Copy all lines below that use the word "outline".

Supplied material -

↓↓↓

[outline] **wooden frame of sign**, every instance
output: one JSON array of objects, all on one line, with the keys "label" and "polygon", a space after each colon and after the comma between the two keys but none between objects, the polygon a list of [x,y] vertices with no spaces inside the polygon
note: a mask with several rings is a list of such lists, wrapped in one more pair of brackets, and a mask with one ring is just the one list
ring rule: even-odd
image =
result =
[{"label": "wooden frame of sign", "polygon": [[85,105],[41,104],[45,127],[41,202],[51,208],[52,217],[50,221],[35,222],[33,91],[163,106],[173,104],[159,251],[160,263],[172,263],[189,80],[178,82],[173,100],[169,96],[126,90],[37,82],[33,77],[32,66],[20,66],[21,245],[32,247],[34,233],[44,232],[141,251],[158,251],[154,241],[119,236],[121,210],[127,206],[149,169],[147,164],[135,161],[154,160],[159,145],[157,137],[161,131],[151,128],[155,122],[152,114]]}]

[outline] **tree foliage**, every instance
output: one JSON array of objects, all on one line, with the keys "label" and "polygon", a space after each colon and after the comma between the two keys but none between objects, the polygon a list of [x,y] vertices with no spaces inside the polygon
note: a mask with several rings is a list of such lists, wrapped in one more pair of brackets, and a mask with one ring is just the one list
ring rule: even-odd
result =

↑↑↑
↓↓↓

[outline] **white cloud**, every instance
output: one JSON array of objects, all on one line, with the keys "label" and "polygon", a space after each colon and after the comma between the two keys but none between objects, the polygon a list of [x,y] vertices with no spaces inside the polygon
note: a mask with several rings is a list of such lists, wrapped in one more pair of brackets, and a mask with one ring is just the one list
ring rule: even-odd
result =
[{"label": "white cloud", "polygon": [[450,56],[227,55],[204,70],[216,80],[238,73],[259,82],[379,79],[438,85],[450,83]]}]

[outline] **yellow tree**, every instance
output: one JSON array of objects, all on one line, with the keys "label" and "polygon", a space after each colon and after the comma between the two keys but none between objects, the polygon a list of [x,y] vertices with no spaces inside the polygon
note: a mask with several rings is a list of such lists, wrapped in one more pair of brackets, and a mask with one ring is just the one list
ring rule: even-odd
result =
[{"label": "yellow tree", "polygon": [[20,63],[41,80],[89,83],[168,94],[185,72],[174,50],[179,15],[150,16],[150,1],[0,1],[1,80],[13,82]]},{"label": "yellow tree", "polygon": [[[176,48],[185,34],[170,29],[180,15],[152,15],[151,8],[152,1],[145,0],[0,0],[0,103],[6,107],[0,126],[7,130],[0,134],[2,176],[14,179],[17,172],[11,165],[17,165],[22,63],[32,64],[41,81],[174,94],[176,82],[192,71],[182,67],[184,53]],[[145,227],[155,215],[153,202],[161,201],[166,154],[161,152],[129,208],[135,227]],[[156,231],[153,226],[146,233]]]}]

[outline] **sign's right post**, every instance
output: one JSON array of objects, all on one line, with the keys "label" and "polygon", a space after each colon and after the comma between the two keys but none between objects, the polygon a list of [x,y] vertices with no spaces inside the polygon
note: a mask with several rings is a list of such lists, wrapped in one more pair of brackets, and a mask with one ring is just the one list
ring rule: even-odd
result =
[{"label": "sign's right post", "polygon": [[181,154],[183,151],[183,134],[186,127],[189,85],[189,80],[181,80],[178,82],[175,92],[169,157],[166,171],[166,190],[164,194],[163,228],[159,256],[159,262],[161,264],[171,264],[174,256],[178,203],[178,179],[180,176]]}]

↑↑↑

Reply to the task -
[outline] **wooden frame of sign**, every instance
[outline] **tree foliage**, every instance
[outline] **white cloud**, every instance
[outline] **yellow tree**, every instance
[outline] **sign's right post**, every instance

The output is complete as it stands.